Action item ▸ In the answer, each line must appear exactly as in the records, and no picture may appear.

Dataset ▸
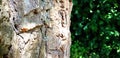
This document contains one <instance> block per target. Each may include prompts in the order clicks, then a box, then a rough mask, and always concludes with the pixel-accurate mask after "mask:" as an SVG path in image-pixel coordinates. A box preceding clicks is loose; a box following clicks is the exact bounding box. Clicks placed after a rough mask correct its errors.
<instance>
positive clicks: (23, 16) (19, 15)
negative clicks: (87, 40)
mask: <svg viewBox="0 0 120 58" xmlns="http://www.w3.org/2000/svg"><path fill="white" fill-rule="evenodd" d="M1 5H2V6H1V11H0V13H1V14H0V51H3V50H4V51H3V52H0V58H2V57H3V58H69V56H70V45H71V38H70V36H71V35H70V30H69V28H70V14H71V10H72V2H71V0H3V1H2V4H1Z"/></svg>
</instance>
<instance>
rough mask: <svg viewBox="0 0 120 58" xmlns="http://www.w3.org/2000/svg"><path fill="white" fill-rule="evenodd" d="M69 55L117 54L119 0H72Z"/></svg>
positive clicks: (119, 5)
mask: <svg viewBox="0 0 120 58" xmlns="http://www.w3.org/2000/svg"><path fill="white" fill-rule="evenodd" d="M73 5H74V6H73V11H72V15H71V33H72V35H71V37H72V46H71V58H119V57H120V1H119V0H73Z"/></svg>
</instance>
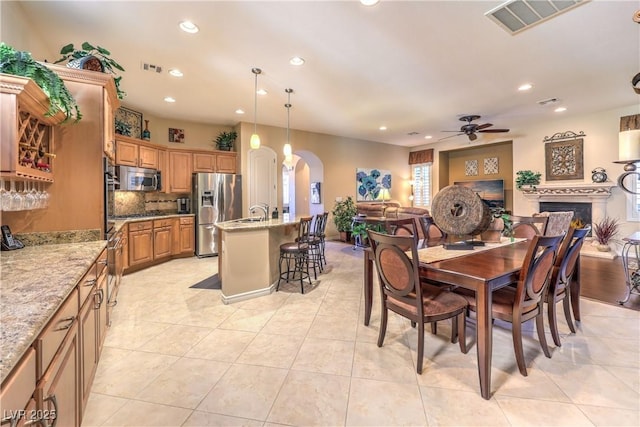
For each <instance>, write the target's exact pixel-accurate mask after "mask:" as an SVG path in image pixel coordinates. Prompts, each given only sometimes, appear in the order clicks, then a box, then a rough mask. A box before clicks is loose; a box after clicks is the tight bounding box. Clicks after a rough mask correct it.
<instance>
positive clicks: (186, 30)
mask: <svg viewBox="0 0 640 427" xmlns="http://www.w3.org/2000/svg"><path fill="white" fill-rule="evenodd" d="M180 29H181V30H182V31H184V32H185V33H189V34H195V33H197V32H198V31H200V29H199V28H198V26H197V25H196V24H194V23H193V22H191V21H182V22H181V23H180Z"/></svg>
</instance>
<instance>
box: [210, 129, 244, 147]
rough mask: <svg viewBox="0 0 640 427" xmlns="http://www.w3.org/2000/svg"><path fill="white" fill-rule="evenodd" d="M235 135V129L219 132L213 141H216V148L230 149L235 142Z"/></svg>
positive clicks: (235, 137)
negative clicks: (234, 130) (215, 138)
mask: <svg viewBox="0 0 640 427" xmlns="http://www.w3.org/2000/svg"><path fill="white" fill-rule="evenodd" d="M237 137H238V133H237V132H236V131H231V132H225V131H222V132H220V133H219V134H218V136H217V137H216V139H215V141H214V142H215V143H216V148H217V149H218V150H222V151H231V149H232V148H233V143H234V142H236V138H237Z"/></svg>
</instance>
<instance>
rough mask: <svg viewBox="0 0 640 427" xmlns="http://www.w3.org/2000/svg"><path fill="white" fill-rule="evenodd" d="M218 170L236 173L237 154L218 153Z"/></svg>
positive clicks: (217, 157) (217, 160) (224, 172)
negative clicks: (236, 158) (225, 153)
mask: <svg viewBox="0 0 640 427" xmlns="http://www.w3.org/2000/svg"><path fill="white" fill-rule="evenodd" d="M216 172H219V173H236V155H235V154H218V155H216Z"/></svg>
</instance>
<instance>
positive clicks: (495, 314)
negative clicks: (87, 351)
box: [455, 235, 563, 376]
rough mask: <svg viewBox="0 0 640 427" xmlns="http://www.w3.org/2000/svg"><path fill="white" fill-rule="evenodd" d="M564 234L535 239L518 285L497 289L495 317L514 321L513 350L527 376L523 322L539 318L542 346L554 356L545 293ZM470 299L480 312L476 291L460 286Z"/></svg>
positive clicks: (536, 323)
mask: <svg viewBox="0 0 640 427" xmlns="http://www.w3.org/2000/svg"><path fill="white" fill-rule="evenodd" d="M562 238H563V236H540V235H535V236H533V237H532V238H531V241H530V243H529V246H528V248H527V253H526V255H525V257H524V261H523V264H522V269H521V270H520V276H519V278H518V282H517V283H516V286H515V287H513V286H505V287H503V288H500V289H498V290H496V291H494V292H493V299H492V313H491V315H492V318H493V319H500V320H503V321H506V322H510V323H511V324H512V327H511V335H512V338H513V349H514V352H515V355H516V362H517V364H518V369H519V370H520V373H521V374H522V375H524V376H527V367H526V364H525V360H524V351H523V347H522V324H523V323H524V322H526V321H528V320H531V319H534V318H535V319H536V331H537V333H538V340H539V341H540V347H542V351H543V352H544V355H545V356H546V357H551V353H550V352H549V347H548V346H547V341H546V338H545V335H544V315H543V306H544V298H543V295H544V292H545V290H546V287H547V283H548V279H549V277H550V275H551V270H552V268H553V265H554V262H555V258H556V252H557V250H558V246H559V245H560V241H561V240H562ZM455 292H458V293H460V294H461V295H463V296H464V297H465V298H466V299H467V301H468V302H469V309H470V310H473V311H476V310H477V308H476V305H475V304H476V299H475V294H474V293H473V292H470V291H468V290H465V289H461V288H457V289H456V290H455Z"/></svg>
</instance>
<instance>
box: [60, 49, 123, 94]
mask: <svg viewBox="0 0 640 427" xmlns="http://www.w3.org/2000/svg"><path fill="white" fill-rule="evenodd" d="M60 54H61V55H62V58H60V59H58V60H57V61H56V62H55V63H56V64H58V63H60V62H63V61H67V67H71V68H80V69H83V70H92V71H101V72H103V73H111V74H114V75H115V74H116V72H115V71H114V68H115V69H117V70H120V71H124V68H122V66H121V65H120V64H118V63H117V62H116V61H114V60H113V59H111V58H109V56H108V55H111V52H109V51H108V50H107V49H105V48H103V47H100V46H93V45H91V44H90V43H88V42H84V43H82V49H76V48H75V47H74V46H73V43H69V44H68V45H65V46H63V47H62V49H60ZM121 79H122V76H118V77H114V78H113V81H114V83H115V84H116V91H117V93H118V98H119V99H122V98H124V97H125V96H126V95H127V94H126V93H125V92H124V91H123V90H121V89H120V80H121Z"/></svg>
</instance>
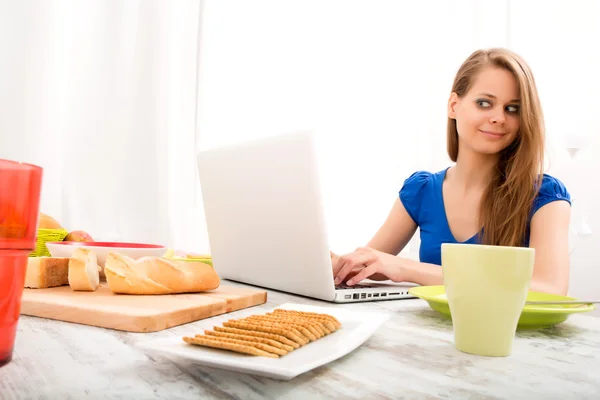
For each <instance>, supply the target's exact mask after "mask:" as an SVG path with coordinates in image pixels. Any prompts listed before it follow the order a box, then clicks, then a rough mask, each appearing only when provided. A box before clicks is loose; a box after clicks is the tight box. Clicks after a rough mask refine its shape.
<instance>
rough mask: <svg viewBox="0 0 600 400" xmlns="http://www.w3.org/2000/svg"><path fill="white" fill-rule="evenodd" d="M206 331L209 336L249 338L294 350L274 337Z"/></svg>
mask: <svg viewBox="0 0 600 400" xmlns="http://www.w3.org/2000/svg"><path fill="white" fill-rule="evenodd" d="M204 333H205V334H206V335H209V336H217V337H222V338H229V339H239V340H247V341H249V342H258V343H263V344H268V345H269V346H273V347H277V348H279V349H282V350H285V351H287V352H290V351H292V350H294V348H293V347H292V346H288V345H287V344H283V343H281V342H278V341H276V340H273V339H267V338H261V337H257V336H248V335H240V334H239V333H227V332H218V331H209V330H205V331H204Z"/></svg>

Result ▸
This document contains one <instance> block per target. Each may include prompts in the order clicks, then a box, then a rough mask, and always concludes with the pixel-accurate mask after "mask:" as an SVG path in image-pixel coordinates. A box preceding clicks is loose; a box following clicks is the exact bounding box. Clicks placed after a rough mask correct its errors.
<instance>
positive clicks: (23, 16) (19, 15)
negative clicks: (87, 40)
mask: <svg viewBox="0 0 120 58" xmlns="http://www.w3.org/2000/svg"><path fill="white" fill-rule="evenodd" d="M1 5H2V6H1V11H0V13H1V14H0V51H3V50H4V51H3V52H0V58H2V57H3V58H69V56H70V45H71V38H70V36H71V35H70V30H69V28H70V14H71V10H72V2H71V0H3V1H2V4H1Z"/></svg>
</instance>
<instance>
rough mask: <svg viewBox="0 0 120 58" xmlns="http://www.w3.org/2000/svg"><path fill="white" fill-rule="evenodd" d="M69 55L117 54L119 0H72Z"/></svg>
positive clicks: (119, 5)
mask: <svg viewBox="0 0 120 58" xmlns="http://www.w3.org/2000/svg"><path fill="white" fill-rule="evenodd" d="M73 5H74V6H73V11H72V15H71V33H72V35H71V37H72V46H71V58H119V57H120V1H119V0H73Z"/></svg>
</instance>
For each <instance>, write the target's exact pixel-accurate mask after "mask:" as an SVG path in image pixel coordinates. Prompts, each given only sometimes, appear in the order clicks, then a box, then a rough mask. A box before clicks is loose; a box after clicks is the tight bounding box. Clicks after a rough mask correct it.
<instance>
positive clicks: (186, 30)
mask: <svg viewBox="0 0 640 427" xmlns="http://www.w3.org/2000/svg"><path fill="white" fill-rule="evenodd" d="M180 29H181V30H182V31H184V32H185V33H189V34H195V33H197V32H198V31H200V29H199V28H198V26H197V25H196V24H194V23H193V22H191V21H182V22H181V23H180Z"/></svg>
</instance>
<instance>
box: [210, 129, 244, 147]
rough mask: <svg viewBox="0 0 640 427" xmlns="http://www.w3.org/2000/svg"><path fill="white" fill-rule="evenodd" d="M235 135V129L219 132L213 141H216V148L230 149L235 142Z"/></svg>
positive clicks: (235, 137)
negative clicks: (234, 130) (215, 138)
mask: <svg viewBox="0 0 640 427" xmlns="http://www.w3.org/2000/svg"><path fill="white" fill-rule="evenodd" d="M237 137H238V133H237V132H236V131H231V132H225V131H222V132H220V133H219V134H218V136H217V137H216V139H215V141H214V142H215V143H216V148H217V149H218V150H222V151H231V149H232V148H233V143H234V142H236V138H237Z"/></svg>
</instance>
<instance>
rough mask: <svg viewBox="0 0 640 427" xmlns="http://www.w3.org/2000/svg"><path fill="white" fill-rule="evenodd" d="M218 170L236 173L237 154L218 153Z"/></svg>
positive clicks: (217, 157) (217, 160) (224, 172)
negative clicks: (236, 158) (225, 153)
mask: <svg viewBox="0 0 640 427" xmlns="http://www.w3.org/2000/svg"><path fill="white" fill-rule="evenodd" d="M216 172H219V173H236V155H235V154H218V155H216Z"/></svg>
</instance>
<instance>
positive clicks: (495, 314)
negative clicks: (87, 351)
box: [455, 235, 563, 376]
rough mask: <svg viewBox="0 0 640 427" xmlns="http://www.w3.org/2000/svg"><path fill="white" fill-rule="evenodd" d="M564 234L535 239L518 285L497 289L495 317L514 321L513 350L527 376L523 322L539 318L542 346L554 356L545 293ZM470 299L480 312L476 291L460 286Z"/></svg>
positive clicks: (536, 323)
mask: <svg viewBox="0 0 640 427" xmlns="http://www.w3.org/2000/svg"><path fill="white" fill-rule="evenodd" d="M562 238H563V236H540V235H535V236H533V237H532V238H531V241H530V243H529V246H528V248H527V253H526V255H525V257H524V261H523V264H522V269H521V270H520V276H519V278H518V282H517V283H516V286H515V287H513V286H505V287H503V288H500V289H498V290H496V291H494V292H493V299H492V313H491V315H492V318H493V319H500V320H503V321H506V322H510V323H511V324H512V327H511V335H512V338H513V349H514V352H515V355H516V362H517V364H518V369H519V370H520V373H521V374H522V375H524V376H527V367H526V364H525V360H524V351H523V347H522V324H523V323H524V322H526V321H528V320H531V319H534V318H535V319H536V331H537V333H538V340H539V341H540V347H542V351H543V352H544V355H545V356H546V357H551V353H550V352H549V347H548V346H547V341H546V338H545V335H544V315H543V306H544V298H543V295H544V292H545V290H546V287H547V283H548V279H549V277H550V275H551V270H552V268H553V265H554V262H555V258H556V252H557V250H558V246H559V245H560V241H561V240H562ZM455 292H458V293H460V294H461V295H463V296H464V297H465V298H466V299H467V301H468V302H469V309H470V310H473V311H476V310H477V308H476V305H475V304H476V299H475V294H474V293H473V292H470V291H468V290H465V289H461V288H457V289H456V290H455Z"/></svg>
</instance>
<instance>
box: [60, 49, 123, 94]
mask: <svg viewBox="0 0 640 427" xmlns="http://www.w3.org/2000/svg"><path fill="white" fill-rule="evenodd" d="M60 54H61V55H62V58H60V59H58V60H57V61H56V62H55V63H56V64H58V63H60V62H63V61H67V67H71V68H80V69H83V70H92V71H101V72H103V73H111V74H114V75H115V74H116V72H115V71H114V68H115V69H117V70H120V71H124V68H122V66H121V65H120V64H118V63H117V62H116V61H114V60H113V59H111V58H109V56H108V55H111V52H109V51H108V50H107V49H105V48H103V47H100V46H93V45H91V44H90V43H88V42H84V43H82V49H76V48H75V47H74V46H73V43H69V44H68V45H65V46H63V47H62V49H60ZM121 79H122V76H118V77H114V78H113V81H114V83H115V84H116V91H117V93H118V98H119V99H122V98H124V97H125V96H126V95H127V94H126V93H125V92H124V91H123V90H121V89H120V80H121Z"/></svg>
</instance>
For each <instance>, supply the target's exact mask after "mask:" as an SVG path with coordinates in image pixels. Any prompts listed before it follow the order a box, then clicks, then a rough mask, each appearing only when provided. A box before clicks is loose; a box after clicks is the tight box. Clicks after a rough mask refine its shape.
<instance>
rough mask: <svg viewBox="0 0 600 400" xmlns="http://www.w3.org/2000/svg"><path fill="white" fill-rule="evenodd" d="M206 331L209 336L249 338L294 350L274 337Z"/></svg>
mask: <svg viewBox="0 0 600 400" xmlns="http://www.w3.org/2000/svg"><path fill="white" fill-rule="evenodd" d="M204 333H205V334H206V335H209V336H217V337H222V338H229V339H239V340H247V341H249V342H258V343H263V344H268V345H269V346H273V347H277V348H279V349H282V350H285V351H287V352H290V351H292V350H294V348H293V347H292V346H288V345H287V344H283V343H281V342H278V341H276V340H273V339H267V338H261V337H257V336H248V335H240V334H239V333H227V332H218V331H209V330H205V331H204Z"/></svg>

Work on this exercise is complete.